▶ [Data for analysis]
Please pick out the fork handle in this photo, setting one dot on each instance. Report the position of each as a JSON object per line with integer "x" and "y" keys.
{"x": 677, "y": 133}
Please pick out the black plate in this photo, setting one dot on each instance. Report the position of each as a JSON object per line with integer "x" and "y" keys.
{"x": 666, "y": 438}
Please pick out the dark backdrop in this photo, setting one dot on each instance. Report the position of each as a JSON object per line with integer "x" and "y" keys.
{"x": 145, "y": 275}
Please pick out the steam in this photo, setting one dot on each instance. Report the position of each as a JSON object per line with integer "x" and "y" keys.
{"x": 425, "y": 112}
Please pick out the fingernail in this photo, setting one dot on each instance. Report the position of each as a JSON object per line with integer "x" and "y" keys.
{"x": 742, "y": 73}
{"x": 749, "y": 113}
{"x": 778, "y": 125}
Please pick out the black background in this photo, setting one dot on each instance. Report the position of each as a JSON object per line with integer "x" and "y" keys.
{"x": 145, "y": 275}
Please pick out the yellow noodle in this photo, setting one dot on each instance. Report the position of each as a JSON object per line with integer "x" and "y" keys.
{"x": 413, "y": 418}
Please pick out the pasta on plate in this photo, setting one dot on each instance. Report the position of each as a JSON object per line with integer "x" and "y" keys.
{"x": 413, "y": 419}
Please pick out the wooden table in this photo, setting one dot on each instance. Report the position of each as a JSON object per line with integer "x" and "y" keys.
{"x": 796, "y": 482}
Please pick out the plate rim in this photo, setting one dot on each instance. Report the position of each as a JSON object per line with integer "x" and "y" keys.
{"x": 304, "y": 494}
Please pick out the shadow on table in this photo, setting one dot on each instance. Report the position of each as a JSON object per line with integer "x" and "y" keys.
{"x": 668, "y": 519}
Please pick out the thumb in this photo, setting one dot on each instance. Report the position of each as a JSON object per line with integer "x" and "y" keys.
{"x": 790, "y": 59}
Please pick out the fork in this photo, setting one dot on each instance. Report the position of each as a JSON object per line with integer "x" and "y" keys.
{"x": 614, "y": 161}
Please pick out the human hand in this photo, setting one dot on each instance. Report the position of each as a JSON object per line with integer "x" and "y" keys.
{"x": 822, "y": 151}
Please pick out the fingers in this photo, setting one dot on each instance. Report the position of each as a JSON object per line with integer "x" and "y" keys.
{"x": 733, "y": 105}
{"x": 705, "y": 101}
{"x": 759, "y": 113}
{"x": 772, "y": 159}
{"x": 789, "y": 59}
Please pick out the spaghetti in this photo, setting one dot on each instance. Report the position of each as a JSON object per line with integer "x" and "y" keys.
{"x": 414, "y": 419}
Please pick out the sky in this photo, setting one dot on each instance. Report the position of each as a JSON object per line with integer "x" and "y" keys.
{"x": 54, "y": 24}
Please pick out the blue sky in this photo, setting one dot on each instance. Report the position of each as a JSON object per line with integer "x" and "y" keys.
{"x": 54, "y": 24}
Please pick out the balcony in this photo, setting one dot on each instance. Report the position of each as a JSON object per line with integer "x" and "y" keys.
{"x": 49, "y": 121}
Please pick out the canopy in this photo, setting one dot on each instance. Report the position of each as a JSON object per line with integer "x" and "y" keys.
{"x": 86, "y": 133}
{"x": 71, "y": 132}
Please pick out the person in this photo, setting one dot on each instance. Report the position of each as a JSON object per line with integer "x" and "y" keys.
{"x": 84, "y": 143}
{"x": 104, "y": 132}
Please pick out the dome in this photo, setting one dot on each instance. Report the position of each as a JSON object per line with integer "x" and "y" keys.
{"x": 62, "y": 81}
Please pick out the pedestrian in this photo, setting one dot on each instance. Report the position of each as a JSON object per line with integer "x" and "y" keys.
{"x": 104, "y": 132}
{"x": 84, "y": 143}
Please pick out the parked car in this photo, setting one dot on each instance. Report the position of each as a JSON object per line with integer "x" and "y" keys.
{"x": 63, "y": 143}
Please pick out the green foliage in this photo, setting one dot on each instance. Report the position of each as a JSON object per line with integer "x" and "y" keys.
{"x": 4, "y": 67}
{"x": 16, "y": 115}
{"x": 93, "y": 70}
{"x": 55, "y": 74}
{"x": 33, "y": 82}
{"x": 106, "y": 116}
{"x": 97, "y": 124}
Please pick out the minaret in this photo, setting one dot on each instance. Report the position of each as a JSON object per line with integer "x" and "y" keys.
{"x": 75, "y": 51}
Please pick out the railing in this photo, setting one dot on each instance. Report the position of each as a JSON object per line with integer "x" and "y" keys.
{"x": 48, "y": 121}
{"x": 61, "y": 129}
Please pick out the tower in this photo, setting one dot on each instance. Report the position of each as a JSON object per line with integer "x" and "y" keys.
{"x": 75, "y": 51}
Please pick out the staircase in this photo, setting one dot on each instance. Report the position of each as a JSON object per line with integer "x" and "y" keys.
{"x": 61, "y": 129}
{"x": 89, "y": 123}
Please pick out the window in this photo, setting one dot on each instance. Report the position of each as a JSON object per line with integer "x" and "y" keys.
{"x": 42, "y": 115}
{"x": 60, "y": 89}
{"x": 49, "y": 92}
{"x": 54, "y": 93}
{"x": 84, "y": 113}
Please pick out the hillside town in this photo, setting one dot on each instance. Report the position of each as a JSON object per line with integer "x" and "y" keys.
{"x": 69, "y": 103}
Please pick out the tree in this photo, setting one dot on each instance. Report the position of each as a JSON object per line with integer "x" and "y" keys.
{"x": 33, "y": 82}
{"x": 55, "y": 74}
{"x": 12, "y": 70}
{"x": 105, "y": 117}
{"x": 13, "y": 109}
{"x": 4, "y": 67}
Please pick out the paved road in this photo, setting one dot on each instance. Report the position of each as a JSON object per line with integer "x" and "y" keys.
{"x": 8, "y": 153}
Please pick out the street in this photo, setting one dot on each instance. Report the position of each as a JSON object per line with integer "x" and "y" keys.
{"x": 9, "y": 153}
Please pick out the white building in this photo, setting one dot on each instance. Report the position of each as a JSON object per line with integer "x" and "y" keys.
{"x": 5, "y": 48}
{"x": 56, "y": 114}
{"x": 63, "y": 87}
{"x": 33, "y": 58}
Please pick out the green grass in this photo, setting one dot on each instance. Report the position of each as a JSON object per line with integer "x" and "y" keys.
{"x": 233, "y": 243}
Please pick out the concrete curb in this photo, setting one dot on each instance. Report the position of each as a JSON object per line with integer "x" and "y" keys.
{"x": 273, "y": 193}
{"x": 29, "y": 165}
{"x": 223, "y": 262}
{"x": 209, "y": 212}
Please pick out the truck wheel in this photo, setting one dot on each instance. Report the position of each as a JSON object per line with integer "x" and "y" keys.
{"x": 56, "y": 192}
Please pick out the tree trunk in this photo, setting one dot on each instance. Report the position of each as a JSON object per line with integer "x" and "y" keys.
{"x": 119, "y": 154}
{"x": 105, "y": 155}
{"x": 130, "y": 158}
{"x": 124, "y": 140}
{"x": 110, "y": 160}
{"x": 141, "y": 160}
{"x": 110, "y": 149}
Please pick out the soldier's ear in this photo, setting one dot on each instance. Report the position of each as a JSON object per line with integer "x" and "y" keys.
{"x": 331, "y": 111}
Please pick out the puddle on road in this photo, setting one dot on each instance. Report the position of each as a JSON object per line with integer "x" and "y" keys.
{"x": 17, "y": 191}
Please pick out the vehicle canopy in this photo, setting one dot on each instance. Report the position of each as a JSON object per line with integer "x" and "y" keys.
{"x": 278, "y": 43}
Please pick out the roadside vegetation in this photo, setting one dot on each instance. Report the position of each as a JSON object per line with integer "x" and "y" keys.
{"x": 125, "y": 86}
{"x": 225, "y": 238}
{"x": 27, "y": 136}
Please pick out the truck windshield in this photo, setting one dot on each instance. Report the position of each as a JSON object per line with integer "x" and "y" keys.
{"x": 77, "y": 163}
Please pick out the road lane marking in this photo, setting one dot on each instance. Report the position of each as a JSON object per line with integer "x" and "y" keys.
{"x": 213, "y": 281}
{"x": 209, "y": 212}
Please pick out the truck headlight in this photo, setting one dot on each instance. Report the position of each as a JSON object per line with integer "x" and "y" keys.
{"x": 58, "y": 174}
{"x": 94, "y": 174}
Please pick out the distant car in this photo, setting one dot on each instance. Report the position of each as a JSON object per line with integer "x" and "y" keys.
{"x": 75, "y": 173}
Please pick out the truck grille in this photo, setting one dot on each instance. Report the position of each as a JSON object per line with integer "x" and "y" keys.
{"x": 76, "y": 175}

▶ [About this task] Set down exactly the lines of the material above from the one with "Please pick out the road lane" through the end. Include both ends and nothing else.

▶ [Solved exercise]
Please pick out the road lane marking in this photo, setting one dot on each instance. Report the position of each as a JSON object per line with integer "x" and "y" keys.
{"x": 213, "y": 281}
{"x": 209, "y": 212}
Please pick out the truck headlight in this photo, setting one dot on each instance. Report the position of each as a JSON object per line with integer "x" and "y" keys.
{"x": 58, "y": 174}
{"x": 94, "y": 174}
Please pick out the distant car in this photo, setting one dot on each instance. Report the position of each as a JSON object per line with integer "x" and "y" keys.
{"x": 75, "y": 173}
Please pick out the truck grille in this photo, setting one dot on each instance. Report the position of each as a JSON object per line with integer "x" and "y" keys.
{"x": 76, "y": 175}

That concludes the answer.